» Instructions to follow
Reproduce the listing in full. Keep every character unchanged.

◇ ◇ ◇ ◇ ◇ ◇ ◇

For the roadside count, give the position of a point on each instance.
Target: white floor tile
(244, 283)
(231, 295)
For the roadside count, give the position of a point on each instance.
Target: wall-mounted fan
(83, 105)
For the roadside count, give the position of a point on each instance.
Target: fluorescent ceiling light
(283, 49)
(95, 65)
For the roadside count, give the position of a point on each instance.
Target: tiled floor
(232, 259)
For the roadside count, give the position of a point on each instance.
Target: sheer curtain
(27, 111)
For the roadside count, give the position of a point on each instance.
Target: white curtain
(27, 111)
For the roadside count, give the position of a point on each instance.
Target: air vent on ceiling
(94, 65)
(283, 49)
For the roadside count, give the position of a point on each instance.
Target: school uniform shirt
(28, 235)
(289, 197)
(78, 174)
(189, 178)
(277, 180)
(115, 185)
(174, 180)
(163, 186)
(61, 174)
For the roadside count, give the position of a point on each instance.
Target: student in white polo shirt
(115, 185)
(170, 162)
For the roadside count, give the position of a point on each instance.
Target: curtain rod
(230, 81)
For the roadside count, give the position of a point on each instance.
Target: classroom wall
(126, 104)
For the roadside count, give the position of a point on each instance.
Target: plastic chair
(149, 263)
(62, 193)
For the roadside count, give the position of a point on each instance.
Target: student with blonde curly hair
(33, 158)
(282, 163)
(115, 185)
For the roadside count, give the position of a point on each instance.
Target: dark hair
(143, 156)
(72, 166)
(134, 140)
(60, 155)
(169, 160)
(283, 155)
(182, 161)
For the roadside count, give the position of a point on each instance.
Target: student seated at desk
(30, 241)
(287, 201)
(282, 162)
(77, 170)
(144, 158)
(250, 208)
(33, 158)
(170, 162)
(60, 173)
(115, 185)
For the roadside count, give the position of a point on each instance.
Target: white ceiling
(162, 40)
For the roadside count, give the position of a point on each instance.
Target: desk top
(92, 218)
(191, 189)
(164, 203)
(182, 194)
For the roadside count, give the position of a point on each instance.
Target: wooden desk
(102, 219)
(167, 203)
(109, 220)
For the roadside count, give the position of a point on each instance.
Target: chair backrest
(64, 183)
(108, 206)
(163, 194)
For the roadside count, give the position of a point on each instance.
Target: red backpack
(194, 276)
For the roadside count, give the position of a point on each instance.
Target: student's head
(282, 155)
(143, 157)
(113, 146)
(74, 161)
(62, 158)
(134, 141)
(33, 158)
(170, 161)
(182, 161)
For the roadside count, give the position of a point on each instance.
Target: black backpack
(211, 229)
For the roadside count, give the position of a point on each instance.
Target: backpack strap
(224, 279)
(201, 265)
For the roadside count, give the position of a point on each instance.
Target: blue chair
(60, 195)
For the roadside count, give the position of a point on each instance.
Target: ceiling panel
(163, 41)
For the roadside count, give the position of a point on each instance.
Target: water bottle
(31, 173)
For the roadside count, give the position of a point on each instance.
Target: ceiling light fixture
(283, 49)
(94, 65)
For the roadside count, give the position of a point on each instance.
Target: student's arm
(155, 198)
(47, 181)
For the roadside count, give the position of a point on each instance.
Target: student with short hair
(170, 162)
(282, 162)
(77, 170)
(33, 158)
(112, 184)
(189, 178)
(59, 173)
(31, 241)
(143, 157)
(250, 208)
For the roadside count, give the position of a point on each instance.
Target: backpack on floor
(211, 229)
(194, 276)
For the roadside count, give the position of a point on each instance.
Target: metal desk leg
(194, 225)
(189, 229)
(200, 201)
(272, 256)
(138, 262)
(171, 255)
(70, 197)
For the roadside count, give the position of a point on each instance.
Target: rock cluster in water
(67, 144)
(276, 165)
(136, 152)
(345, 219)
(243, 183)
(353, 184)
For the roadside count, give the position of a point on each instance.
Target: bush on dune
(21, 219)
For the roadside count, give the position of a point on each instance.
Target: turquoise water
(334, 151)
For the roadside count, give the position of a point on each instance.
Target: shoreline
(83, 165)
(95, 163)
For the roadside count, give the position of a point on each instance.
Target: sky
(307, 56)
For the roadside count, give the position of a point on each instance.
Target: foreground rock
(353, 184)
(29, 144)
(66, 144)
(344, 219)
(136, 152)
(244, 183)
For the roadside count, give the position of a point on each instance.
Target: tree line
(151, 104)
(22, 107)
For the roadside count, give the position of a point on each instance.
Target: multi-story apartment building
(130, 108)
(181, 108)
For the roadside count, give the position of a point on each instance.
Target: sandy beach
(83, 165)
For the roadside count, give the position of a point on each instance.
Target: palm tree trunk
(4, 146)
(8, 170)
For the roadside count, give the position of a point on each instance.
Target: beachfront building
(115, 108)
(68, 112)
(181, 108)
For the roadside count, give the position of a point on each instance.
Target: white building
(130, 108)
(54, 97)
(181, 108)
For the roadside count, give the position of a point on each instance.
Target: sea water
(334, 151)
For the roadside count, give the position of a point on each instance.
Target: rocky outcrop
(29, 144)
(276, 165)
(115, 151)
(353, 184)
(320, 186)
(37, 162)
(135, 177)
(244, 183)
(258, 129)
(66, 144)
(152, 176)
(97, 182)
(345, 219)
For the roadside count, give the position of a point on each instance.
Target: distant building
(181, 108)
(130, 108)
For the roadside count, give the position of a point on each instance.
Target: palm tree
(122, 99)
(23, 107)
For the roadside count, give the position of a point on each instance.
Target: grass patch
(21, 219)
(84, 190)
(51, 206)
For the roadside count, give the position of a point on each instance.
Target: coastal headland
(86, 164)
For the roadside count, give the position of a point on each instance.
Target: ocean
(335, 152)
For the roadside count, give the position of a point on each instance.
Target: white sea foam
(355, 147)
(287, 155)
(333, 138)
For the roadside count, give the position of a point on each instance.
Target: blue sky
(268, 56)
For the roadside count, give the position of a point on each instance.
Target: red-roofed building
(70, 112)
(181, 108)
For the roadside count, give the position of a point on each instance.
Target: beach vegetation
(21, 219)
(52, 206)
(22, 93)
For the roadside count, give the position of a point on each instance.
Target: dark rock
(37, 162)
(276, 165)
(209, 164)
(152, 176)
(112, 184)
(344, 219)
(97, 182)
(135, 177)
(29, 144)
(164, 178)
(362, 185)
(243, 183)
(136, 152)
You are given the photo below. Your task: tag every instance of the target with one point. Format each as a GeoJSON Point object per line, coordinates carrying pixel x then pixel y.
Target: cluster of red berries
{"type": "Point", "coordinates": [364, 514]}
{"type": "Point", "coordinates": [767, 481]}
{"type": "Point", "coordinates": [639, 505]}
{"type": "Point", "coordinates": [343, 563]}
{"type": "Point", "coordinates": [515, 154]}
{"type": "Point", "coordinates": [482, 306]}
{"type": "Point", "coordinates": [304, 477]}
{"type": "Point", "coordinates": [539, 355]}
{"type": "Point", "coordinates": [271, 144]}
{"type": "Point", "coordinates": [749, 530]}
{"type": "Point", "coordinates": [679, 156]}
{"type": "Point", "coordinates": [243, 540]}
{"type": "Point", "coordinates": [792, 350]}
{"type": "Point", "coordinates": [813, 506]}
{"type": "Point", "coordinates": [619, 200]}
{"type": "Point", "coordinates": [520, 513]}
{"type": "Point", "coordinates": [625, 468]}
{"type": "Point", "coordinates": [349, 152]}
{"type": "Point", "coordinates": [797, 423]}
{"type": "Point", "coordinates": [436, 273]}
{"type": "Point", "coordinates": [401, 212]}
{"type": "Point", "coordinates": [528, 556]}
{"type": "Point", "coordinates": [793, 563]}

◇ ◇ ◇ ◇ ◇ ◇ ◇

» Answer to this problem
For the roadside count, give the position of a point on each instance.
Target: white floor tile
(244, 283)
(231, 295)
For the roadside count, give the position of a point on each instance.
Target: wall-mounted fan
(83, 105)
For the roadside count, give the position of a point on each instance.
Target: fluorescent ceiling light
(283, 49)
(95, 65)
For the roadside count, give the position of a point on each instance.
Target: tiled floor
(232, 259)
For the roadside count, give the position of a point on each instance.
Target: sheer curtain
(27, 111)
For the roadside count, give the position of a point on each instance.
Target: white curtain
(27, 111)
For the roadside count, give the position of a point on each instance.
Target: air vent on ceiling
(94, 65)
(283, 49)
For the roadside count, give the position of a point on each instance.
Target: school uniform shirt
(28, 235)
(289, 197)
(78, 174)
(189, 178)
(277, 180)
(115, 185)
(174, 180)
(163, 186)
(61, 174)
For the roadside count, give the position of a point on each instance.
Target: student in white polo shirt
(115, 185)
(170, 162)
For the roadside count, give the position of a point on each instance.
Target: curtain rod
(230, 81)
For the roadside count, give the position of a point on each instance.
Target: classroom wall
(126, 104)
For the roadside count, give the position of a point on each instance.
Target: plastic chair
(149, 263)
(62, 193)
For the roadside count, give the position of a point on each instance.
Target: student with blonde curly hair
(33, 158)
(282, 163)
(115, 185)
For the roadside count, give the position of a point on each instance.
Target: dark hair
(143, 156)
(72, 166)
(134, 140)
(60, 155)
(169, 160)
(283, 155)
(182, 161)
For the roadside count, give the position of a point on each instance.
Target: student seated at desk
(30, 241)
(287, 201)
(282, 162)
(77, 170)
(144, 158)
(250, 208)
(33, 158)
(170, 162)
(60, 173)
(115, 185)
For the roadside count, give the position of a point on each instance.
Target: white ceiling
(162, 40)
For the roadside count, give the position of a point on each instance.
Target: desk top
(92, 218)
(191, 189)
(164, 203)
(182, 194)
For the roadside count, give the position of a point on each instance.
Target: wooden desk
(102, 219)
(167, 203)
(109, 220)
For the roadside count, give the position of a point on each instance.
Target: chair backrest
(64, 183)
(108, 206)
(163, 194)
For the roadside count, give the position of a point on each instance.
Target: red backpack
(194, 276)
For the roadside count, give the position of a point on each instance.
Target: student's head
(282, 155)
(143, 157)
(113, 146)
(74, 161)
(62, 158)
(134, 141)
(33, 158)
(170, 161)
(182, 161)
For the roadside count, give the position of a point on each instance.
Target: black backpack
(211, 229)
For the roadside count, give the position of a point on each instance.
Target: backpack strap
(224, 279)
(201, 265)
For the roadside count, give the position of a point on each instance.
Target: blue chair
(60, 195)
For the roadside count, give the position of a point on each instance.
Target: ceiling panel
(163, 41)
For the roadside count, give the position of a point on each instance.
Target: water bottle
(31, 173)
For the roadside count, give the position of a point on each instance.
Target: ceiling light fixture
(283, 49)
(94, 65)
For the roadside count, give the position of a point on each instance.
Target: student's arm
(155, 198)
(47, 181)
For the roadside count, give the position of a point on each instance.
Target: student with short hair
(170, 162)
(282, 162)
(77, 170)
(33, 158)
(112, 184)
(189, 178)
(59, 173)
(31, 241)
(143, 157)
(250, 208)
For the roadside count, give the position of a point on each instance.
Target: backpack on floor
(211, 229)
(194, 276)
For the roadside count, give the position of a point on each instance.
Target: metal desk leg
(194, 225)
(189, 229)
(200, 201)
(272, 256)
(138, 262)
(171, 255)
(70, 197)
For the roadside count, give the position of a point on each instance.
Target: rock cluster in water
(67, 144)
(276, 165)
(136, 152)
(345, 219)
(243, 183)
(353, 184)
For the roadside count, give the position of a point on each instance.
Target: bush on dune
(21, 219)
For the roadside count, give the position of a point on each instance.
Target: turquoise water
(334, 151)
For the roadside count, give the position of a point on each instance.
Target: shoreline
(83, 165)
(95, 163)
For the roadside count, give the position of a point on each instance.
Target: sky
(307, 56)
For the roadside count, give the position of a point on each instance.
Target: foreground rock
(353, 184)
(29, 144)
(66, 144)
(344, 219)
(136, 152)
(244, 183)
For the roadside count, give the position of a point on each instance.
Target: tree line
(151, 104)
(22, 107)
For the roadside count, give the position of a point on each instance.
Target: multi-story apartment building
(130, 108)
(181, 108)
For the roadside count, give the position of a point on each instance.
Target: sandy beach
(83, 165)
For the roadside count, give the position of a point on each instance.
Target: palm tree trunk
(4, 146)
(8, 170)
For the roadside count, give the position of a point on each instance.
Target: beachfront building
(115, 108)
(68, 112)
(181, 108)
For the roadside count, give the position of a point on each instance.
Target: white building
(130, 108)
(54, 97)
(181, 108)
For the roadside count, give the position of a point on each instance.
Target: sea water
(334, 151)
For the roadside count, give the position of a point on each instance.
Target: rocky outcrop
(29, 144)
(276, 165)
(115, 151)
(353, 184)
(320, 186)
(37, 162)
(135, 177)
(244, 183)
(258, 129)
(66, 144)
(152, 176)
(97, 182)
(345, 219)
For the roadside count, give the position of a point on each instance.
Target: distant building
(181, 108)
(130, 108)
For the roadside count, give the position of a point on each instance.
Target: palm tree
(122, 99)
(23, 107)
For the roadside count, give the position of a point on each instance.
Target: grass patch
(21, 219)
(84, 190)
(51, 206)
For the roadside count, give the position of a point on each instance.
Target: coastal headland
(86, 164)
For the roadside count, give the position of a point on each instance.
Target: ocean
(335, 152)
For the roadside count, give the position of a point on each instance.
Target: white sea foam
(355, 147)
(287, 155)
(333, 138)
For the roadside count, give the position of a point on each instance.
Target: blue sky
(268, 56)
For the roadside count, give the position of a point on each instance.
Target: red-roofed building
(70, 112)
(181, 108)
For the roadside count, give the position of a point on each instance.
Target: beach vegetation
(21, 219)
(52, 206)
(22, 93)
For the roadside count, give the position of a point on each instance.
Target: dark rock
(37, 162)
(276, 165)
(209, 164)
(152, 176)
(112, 184)
(344, 219)
(97, 182)
(135, 177)
(29, 144)
(164, 178)
(362, 185)
(243, 183)
(136, 152)
You are given the photo below. Your task: tag every instance of the target with one point. Format each as a GeoJSON Point object per line, coordinates carrying pixel x then pixel y.
Target: cluster of red berries
{"type": "Point", "coordinates": [364, 514]}
{"type": "Point", "coordinates": [767, 481]}
{"type": "Point", "coordinates": [639, 505]}
{"type": "Point", "coordinates": [343, 563]}
{"type": "Point", "coordinates": [515, 154]}
{"type": "Point", "coordinates": [482, 306]}
{"type": "Point", "coordinates": [304, 477]}
{"type": "Point", "coordinates": [539, 355]}
{"type": "Point", "coordinates": [271, 144]}
{"type": "Point", "coordinates": [749, 530]}
{"type": "Point", "coordinates": [679, 156]}
{"type": "Point", "coordinates": [243, 540]}
{"type": "Point", "coordinates": [792, 350]}
{"type": "Point", "coordinates": [813, 506]}
{"type": "Point", "coordinates": [619, 200]}
{"type": "Point", "coordinates": [520, 513]}
{"type": "Point", "coordinates": [625, 468]}
{"type": "Point", "coordinates": [349, 152]}
{"type": "Point", "coordinates": [797, 423]}
{"type": "Point", "coordinates": [436, 273]}
{"type": "Point", "coordinates": [401, 212]}
{"type": "Point", "coordinates": [528, 556]}
{"type": "Point", "coordinates": [793, 563]}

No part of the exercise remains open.